La France pleure ses soldats – Le Figaro

Le chef doit être au plus près de ses hommes. Surtout quand la mort frappe. Alors le chef d’état-major des armées, le général Lecointre, s’est envolé mercredi pour Gao au Mali. Deux jours plus tôt, lundi soir, treize militaires français sont morts dans un accident impliquant deux hélicoptères au cours d’une opération de combat.

La ministre des Armées, Florence Parly, doit, elle aussi, se rendre sur place. «Nous nous sentons charge d’âmes», a-t-elle commenté mardi lors d’une conférence de presse dans une ambiance pesante. Un hommage national aux Invalides présidé par le chef de l’État, Emmanuel Macron, sera rendu aux militaires «dans les prochains jours», a-t-elle ajouté. «Ces treize héros n’avaient qu’un seul but: nous protéger», a commenté sur Twitter le chef de l’État.

— ÉNONCÉ A —
Indiquez uniquement le nombre de lignes du listing contenant la chaîne "small", en respectant la casse.
L'article et le listing constituent deux sources distinctes.

— LIGNES DE DONNÉES —
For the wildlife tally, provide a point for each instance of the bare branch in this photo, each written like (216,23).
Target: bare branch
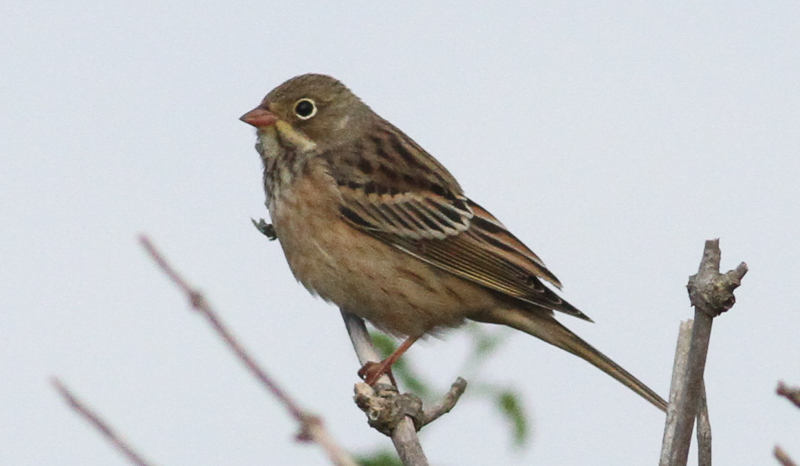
(711,293)
(703,431)
(782,457)
(448,402)
(677,389)
(311,427)
(99,424)
(404,435)
(790,393)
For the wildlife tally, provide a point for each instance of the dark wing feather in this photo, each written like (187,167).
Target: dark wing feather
(409,201)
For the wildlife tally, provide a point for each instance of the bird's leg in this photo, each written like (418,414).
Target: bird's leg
(372,371)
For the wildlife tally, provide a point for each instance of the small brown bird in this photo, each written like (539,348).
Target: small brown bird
(370,221)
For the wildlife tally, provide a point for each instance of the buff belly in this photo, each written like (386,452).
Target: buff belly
(394,291)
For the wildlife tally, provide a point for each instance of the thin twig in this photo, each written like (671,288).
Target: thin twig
(676,389)
(711,293)
(99,424)
(448,402)
(311,427)
(404,435)
(703,430)
(783,457)
(790,393)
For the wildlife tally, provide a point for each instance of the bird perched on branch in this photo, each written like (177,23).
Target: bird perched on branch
(370,221)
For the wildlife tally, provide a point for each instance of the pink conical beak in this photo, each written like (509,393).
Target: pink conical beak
(259,118)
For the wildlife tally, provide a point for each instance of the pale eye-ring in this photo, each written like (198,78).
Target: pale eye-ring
(305,108)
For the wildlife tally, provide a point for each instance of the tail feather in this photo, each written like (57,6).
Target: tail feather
(547,328)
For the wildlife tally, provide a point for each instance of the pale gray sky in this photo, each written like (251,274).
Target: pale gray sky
(613,138)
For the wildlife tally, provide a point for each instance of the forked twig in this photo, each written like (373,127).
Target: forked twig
(311,427)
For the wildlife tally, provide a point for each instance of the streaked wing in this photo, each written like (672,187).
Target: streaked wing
(408,200)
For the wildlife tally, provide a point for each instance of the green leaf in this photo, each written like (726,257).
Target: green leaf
(510,405)
(380,458)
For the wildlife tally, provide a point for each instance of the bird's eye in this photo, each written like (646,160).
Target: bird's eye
(305,109)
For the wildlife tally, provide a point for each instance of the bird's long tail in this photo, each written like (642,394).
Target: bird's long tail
(547,328)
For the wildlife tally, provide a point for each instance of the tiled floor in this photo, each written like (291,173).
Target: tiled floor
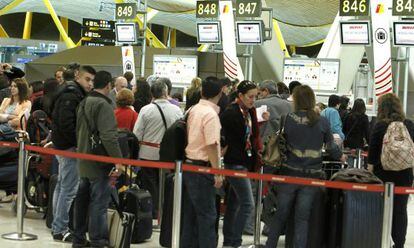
(34,224)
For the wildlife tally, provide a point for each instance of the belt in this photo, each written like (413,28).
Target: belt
(302,170)
(197,162)
(149,144)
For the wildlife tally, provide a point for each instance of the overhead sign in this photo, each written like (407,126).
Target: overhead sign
(381,44)
(95,31)
(249,32)
(249,8)
(402,8)
(353,7)
(125,33)
(355,33)
(207,9)
(128,61)
(208,33)
(125,11)
(320,74)
(179,69)
(403,33)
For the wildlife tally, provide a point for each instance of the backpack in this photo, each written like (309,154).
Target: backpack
(174,141)
(397,148)
(38,126)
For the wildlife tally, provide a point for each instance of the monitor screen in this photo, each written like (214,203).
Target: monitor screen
(208,33)
(322,75)
(249,32)
(354,33)
(125,33)
(403,33)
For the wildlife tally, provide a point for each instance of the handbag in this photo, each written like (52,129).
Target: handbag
(274,147)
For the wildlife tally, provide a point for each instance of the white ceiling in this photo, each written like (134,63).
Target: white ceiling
(301,21)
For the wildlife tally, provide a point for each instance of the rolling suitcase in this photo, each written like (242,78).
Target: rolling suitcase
(121,227)
(138,202)
(355,219)
(167,214)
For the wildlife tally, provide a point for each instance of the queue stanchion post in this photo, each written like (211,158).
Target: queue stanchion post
(387,217)
(20,235)
(178,187)
(258,223)
(160,198)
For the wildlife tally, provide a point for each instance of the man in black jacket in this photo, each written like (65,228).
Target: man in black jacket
(64,138)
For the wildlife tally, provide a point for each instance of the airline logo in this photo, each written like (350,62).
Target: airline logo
(380,8)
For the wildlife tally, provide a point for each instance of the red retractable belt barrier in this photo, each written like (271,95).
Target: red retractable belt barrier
(208,170)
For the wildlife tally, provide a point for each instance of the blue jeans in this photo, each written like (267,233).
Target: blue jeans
(93,195)
(199,211)
(290,196)
(240,205)
(65,192)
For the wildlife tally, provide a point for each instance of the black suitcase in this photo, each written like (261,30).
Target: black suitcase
(138,202)
(167,213)
(316,236)
(121,226)
(355,219)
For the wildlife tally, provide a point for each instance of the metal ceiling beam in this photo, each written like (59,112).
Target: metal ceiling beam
(68,41)
(149,34)
(3,33)
(27,30)
(10,6)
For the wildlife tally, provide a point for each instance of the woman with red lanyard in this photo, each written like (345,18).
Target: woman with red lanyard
(242,146)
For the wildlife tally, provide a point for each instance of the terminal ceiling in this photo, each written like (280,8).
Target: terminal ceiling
(302,22)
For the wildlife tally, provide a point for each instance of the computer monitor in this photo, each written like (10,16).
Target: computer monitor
(249,32)
(208,33)
(125,33)
(355,33)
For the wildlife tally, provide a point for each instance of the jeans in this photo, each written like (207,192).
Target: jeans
(93,195)
(199,211)
(65,192)
(288,197)
(240,205)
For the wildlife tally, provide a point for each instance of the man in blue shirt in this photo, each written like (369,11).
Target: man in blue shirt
(331,113)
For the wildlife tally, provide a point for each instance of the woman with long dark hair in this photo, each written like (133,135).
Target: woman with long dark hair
(390,110)
(306,132)
(142,94)
(356,126)
(13,108)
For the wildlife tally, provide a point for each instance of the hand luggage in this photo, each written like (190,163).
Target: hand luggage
(139,203)
(167,214)
(355,217)
(121,227)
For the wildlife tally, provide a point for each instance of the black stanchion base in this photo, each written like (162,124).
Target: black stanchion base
(19,236)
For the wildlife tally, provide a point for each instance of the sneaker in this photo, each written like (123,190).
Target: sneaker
(63,237)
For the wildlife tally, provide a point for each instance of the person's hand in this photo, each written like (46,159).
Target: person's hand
(266,116)
(218,181)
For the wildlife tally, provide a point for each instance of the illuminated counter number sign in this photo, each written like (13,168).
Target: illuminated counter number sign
(354,7)
(249,8)
(207,9)
(402,8)
(125,11)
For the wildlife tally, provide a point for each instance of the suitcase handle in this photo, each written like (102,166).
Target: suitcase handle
(117,207)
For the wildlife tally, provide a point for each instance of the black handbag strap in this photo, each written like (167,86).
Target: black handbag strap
(162,115)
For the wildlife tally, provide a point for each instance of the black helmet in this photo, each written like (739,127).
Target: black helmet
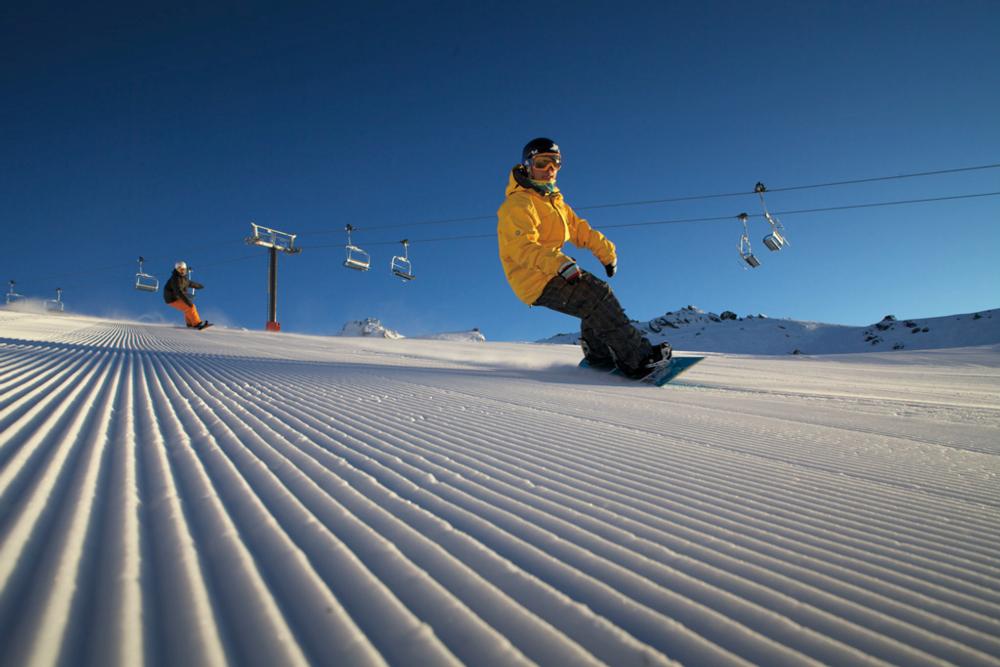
(536,146)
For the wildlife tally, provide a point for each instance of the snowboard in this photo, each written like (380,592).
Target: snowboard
(660,376)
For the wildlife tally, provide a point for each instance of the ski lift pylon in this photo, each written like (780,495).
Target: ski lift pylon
(746,252)
(400,265)
(144,281)
(12,296)
(357,258)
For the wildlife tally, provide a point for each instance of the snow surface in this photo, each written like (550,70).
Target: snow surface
(173,497)
(692,328)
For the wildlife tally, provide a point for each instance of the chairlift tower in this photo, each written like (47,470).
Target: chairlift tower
(275,242)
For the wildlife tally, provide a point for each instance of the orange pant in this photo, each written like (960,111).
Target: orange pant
(191,317)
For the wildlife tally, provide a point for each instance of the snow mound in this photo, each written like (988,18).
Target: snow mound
(369,327)
(473,336)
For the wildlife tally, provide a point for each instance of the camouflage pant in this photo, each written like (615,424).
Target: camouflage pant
(605,331)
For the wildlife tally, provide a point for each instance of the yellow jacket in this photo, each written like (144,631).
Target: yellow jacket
(531,231)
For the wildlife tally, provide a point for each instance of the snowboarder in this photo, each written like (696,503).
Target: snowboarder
(176,296)
(533,224)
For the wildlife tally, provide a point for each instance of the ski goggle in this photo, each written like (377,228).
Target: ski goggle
(543,161)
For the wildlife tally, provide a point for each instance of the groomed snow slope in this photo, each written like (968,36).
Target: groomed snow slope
(170,497)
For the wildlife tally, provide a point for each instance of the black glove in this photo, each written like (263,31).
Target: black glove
(570,272)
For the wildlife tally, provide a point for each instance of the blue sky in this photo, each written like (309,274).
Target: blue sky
(165,132)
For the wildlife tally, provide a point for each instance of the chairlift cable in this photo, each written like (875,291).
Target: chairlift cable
(646,202)
(679,221)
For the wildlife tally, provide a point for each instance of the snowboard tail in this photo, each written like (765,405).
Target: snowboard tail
(660,376)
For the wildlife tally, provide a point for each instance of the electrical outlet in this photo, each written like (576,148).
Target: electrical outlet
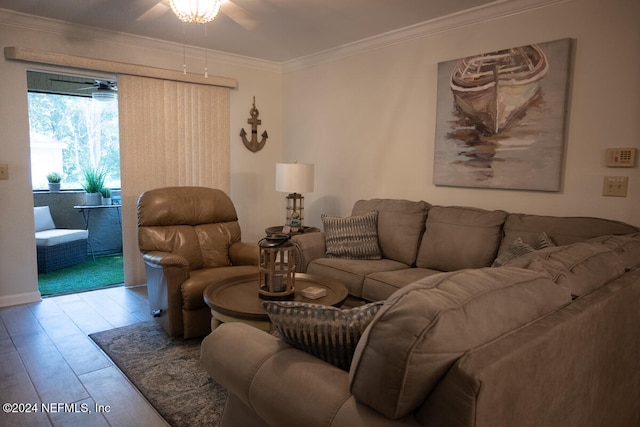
(615,186)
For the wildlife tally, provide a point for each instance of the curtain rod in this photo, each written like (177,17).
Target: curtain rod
(53,58)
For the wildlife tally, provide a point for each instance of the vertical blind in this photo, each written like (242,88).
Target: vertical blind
(171,134)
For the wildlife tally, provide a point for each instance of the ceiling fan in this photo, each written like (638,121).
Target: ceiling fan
(227,7)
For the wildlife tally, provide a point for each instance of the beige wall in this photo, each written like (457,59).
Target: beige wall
(368,120)
(250,190)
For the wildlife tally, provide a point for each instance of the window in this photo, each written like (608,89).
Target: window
(71,130)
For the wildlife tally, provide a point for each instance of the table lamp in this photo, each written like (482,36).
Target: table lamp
(294,178)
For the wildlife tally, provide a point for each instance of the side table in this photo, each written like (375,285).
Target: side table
(278,229)
(236,299)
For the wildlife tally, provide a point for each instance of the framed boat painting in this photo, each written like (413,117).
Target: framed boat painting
(501,118)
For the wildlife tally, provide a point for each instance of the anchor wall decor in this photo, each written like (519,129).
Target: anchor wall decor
(254,145)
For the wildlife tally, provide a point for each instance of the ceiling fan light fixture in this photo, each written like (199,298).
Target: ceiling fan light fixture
(198,11)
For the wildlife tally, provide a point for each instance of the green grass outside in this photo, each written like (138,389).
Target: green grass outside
(104,271)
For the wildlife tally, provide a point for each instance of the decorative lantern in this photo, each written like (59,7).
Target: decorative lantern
(276,268)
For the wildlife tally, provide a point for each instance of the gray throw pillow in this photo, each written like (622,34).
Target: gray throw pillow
(328,333)
(354,237)
(518,248)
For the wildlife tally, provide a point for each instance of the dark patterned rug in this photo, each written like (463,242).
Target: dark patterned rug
(167,372)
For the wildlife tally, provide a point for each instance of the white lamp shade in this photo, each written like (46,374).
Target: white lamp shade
(294,177)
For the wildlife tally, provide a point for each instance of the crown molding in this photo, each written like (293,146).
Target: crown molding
(498,9)
(125,40)
(493,11)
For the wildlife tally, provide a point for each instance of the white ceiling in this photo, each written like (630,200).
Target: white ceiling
(285,30)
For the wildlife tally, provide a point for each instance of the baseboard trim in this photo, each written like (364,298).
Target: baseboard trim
(17,299)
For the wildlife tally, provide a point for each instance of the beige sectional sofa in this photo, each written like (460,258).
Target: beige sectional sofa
(548,339)
(418,240)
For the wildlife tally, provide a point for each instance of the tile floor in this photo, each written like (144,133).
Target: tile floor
(47,361)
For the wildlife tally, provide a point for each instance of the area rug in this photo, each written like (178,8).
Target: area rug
(167,372)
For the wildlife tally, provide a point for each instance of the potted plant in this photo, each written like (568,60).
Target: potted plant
(54,179)
(106,196)
(93,182)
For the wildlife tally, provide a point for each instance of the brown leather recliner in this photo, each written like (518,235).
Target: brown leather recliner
(189,238)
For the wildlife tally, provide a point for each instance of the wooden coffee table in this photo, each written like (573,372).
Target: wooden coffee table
(236,299)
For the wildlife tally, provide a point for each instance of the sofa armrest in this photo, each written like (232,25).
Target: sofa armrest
(159,259)
(282,385)
(242,253)
(308,247)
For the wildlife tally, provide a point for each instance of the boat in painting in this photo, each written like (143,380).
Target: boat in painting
(493,89)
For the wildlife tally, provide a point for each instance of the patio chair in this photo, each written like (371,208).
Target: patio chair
(57,248)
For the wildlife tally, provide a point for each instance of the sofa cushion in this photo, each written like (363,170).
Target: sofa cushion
(460,237)
(627,247)
(329,333)
(425,327)
(351,272)
(563,230)
(354,237)
(379,286)
(581,267)
(400,226)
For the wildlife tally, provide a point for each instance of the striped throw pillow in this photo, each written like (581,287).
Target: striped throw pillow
(328,333)
(354,237)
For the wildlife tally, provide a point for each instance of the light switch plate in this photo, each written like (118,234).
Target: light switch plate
(624,157)
(615,186)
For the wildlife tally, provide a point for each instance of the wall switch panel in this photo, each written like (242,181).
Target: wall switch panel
(615,186)
(620,157)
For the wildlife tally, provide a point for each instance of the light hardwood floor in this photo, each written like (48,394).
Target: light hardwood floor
(47,359)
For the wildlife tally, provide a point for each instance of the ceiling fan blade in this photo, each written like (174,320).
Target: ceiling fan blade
(156,11)
(239,15)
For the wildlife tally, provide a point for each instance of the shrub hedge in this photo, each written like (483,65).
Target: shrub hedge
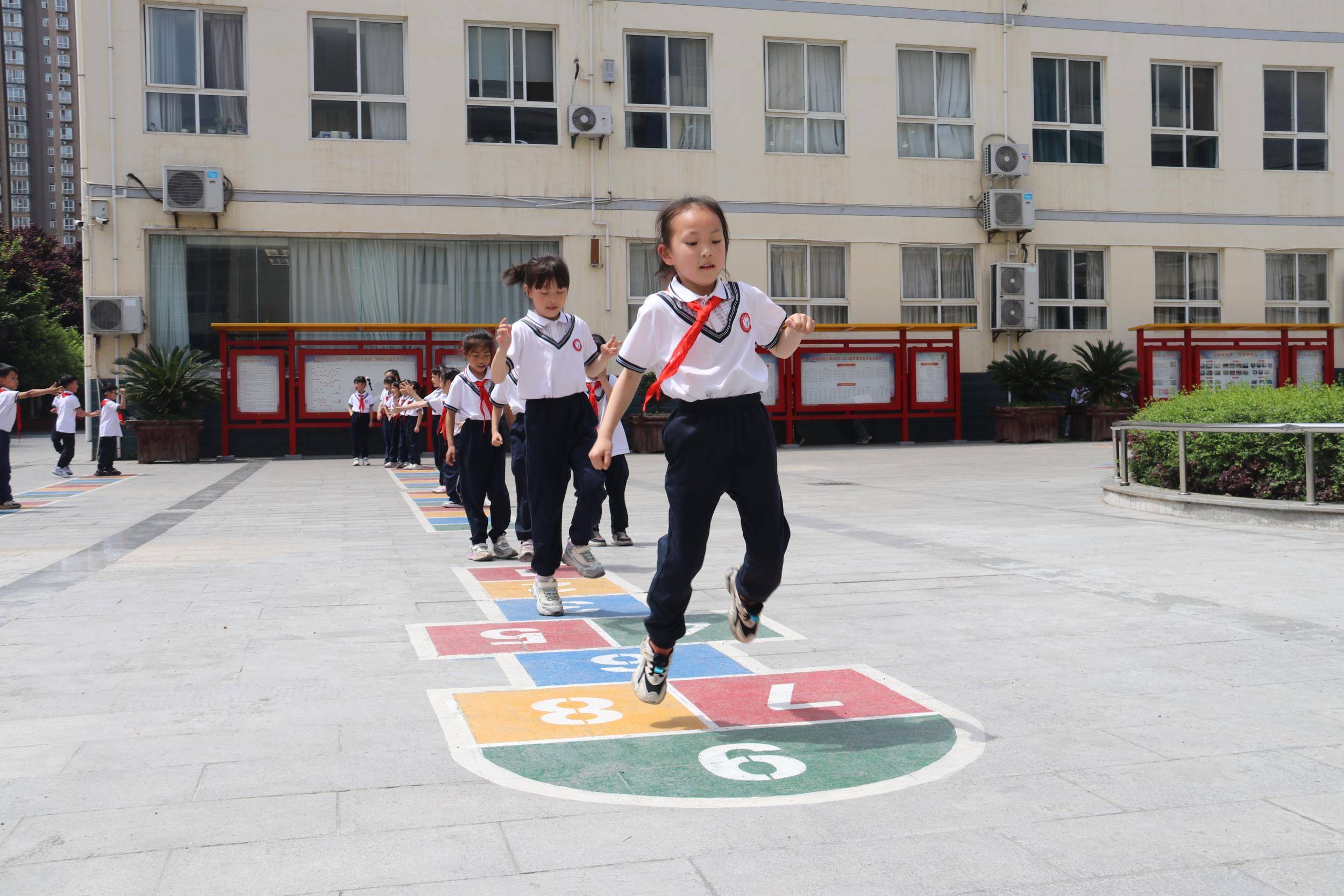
(1250,465)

— ÉNONCÉ B —
Reproduisez à l'identique le passage de l'article sur les militaires tués au Mali, en commençant à "Le chef doit" et en terminant à "chef de l’État.".

— RÉPONSE A —
2

— RÉPONSE B —
Le chef doit être au plus près de ses hommes. Surtout quand la mort frappe. Alors le chef d’état-major des armées, le général Lecointre, s’est envolé mercredi pour Gao au Mali. Deux jours plus tôt, lundi soir, treize militaires français sont morts dans un accident impliquant deux hélicoptères au cours d’une opération de combat.

La ministre des Armées, Florence Parly, doit, elle aussi, se rendre sur place. «Nous nous sentons charge d’âmes», a-t-elle commenté mardi lors d’une conférence de presse dans une ambiance pesante. Un hommage national aux Invalides présidé par le chef de l’État, Emmanuel Macron, sera rendu aux militaires «dans les prochains jours», a-t-elle ajouté. «Ces treize héros n’avaient qu’un seul but: nous protéger», a commenté sur Twitter le chef de l’État.